__Excerpted text__
********************

Revision as of 08:42, 22 October 2013

Mistral

Mistral is a standalone Task Service that's supposed to be installed within an OpenStack cloud and provide various scheduling and orchestration capabilities for generic computational tasks. Some tasks in turn can depend on other tasks therefore forming a graph. Mistral service provides a convenient API based on simple generic DSL for executing any task flows.

Use cases

  • Distributed cron. A user wants to schedule a simple script execution on multiple VMs. The user creates a simple task definition with schedule.
  • Scheduling. A administrator can schedule some business-process to run on time (periodical events etc.) or on external alarm (Ceilometer etc). This can be done even if the program author was not aware of Ceilometer. This is an example of inversion of control because we can replace a particular trigger application without end application being even aware of it.
  • Live migration. A user specifies tasks for VM live migration triggered upon an event from Ceilometer (CPU consumption 100%).

********************

__Required actions__
(a) Quote the Mistral wiki excerpt word for word, from the passage that opens with the words containing "Mistral is a" through the one that closes with "definition with schedule.".
(b) Extend the Mistral wiki excerpt, picking up after its final sentence.

__Data shown__
********************

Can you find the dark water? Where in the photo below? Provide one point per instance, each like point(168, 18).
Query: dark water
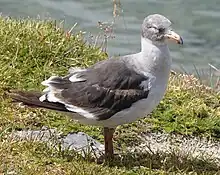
point(198, 21)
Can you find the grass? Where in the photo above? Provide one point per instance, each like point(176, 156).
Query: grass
point(33, 50)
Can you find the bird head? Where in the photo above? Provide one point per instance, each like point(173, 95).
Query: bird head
point(157, 29)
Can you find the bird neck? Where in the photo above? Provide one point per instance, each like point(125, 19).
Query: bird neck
point(147, 45)
point(155, 58)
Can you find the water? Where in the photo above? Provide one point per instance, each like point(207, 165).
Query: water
point(197, 21)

********************

__Answers given__
(a)
Mistral is a standalone Task Service that's supposed to be installed within an OpenStack cloud and provide various scheduling and orchestration capabilities for generic computational tasks. Some tasks in turn can depend on other tasks therefore forming a graph. Mistral service provides a convenient API based on simple generic DSL for executing any task flows.

Use cases

  • Distributed cron. A user wants to schedule a simple script execution on multiple VMs. The user creates a simple task definition with schedule.

(b)
  • Long-running business process. A user makes a request to run a complex multi-step business process and wants it to be fault-tolerant so that if the execution crashes at some point on one node then another active node of the system can automatically take on and continue from the exact same point where it stopped. In this use case the user splits the business process into a set of tasks and let Mistral handle them in a sense that it serves as a coordinator and decides what particular task should be started at what time. So that Mistral calls back with "Execute action X, here is the data". If an application that executes action X dies then another instance takes the responsibility to continue the work.
  • BigData analysis & reporting. A data analyst can use Mistral as a tool for data crawling. For example, in order to prepare a financial report the whole set of steps for gathering and processing required report data can be represented as a graph of related Mistral tasks. As with other cases, Mistral makes sure to supply fault tolerance, high availability and scalability.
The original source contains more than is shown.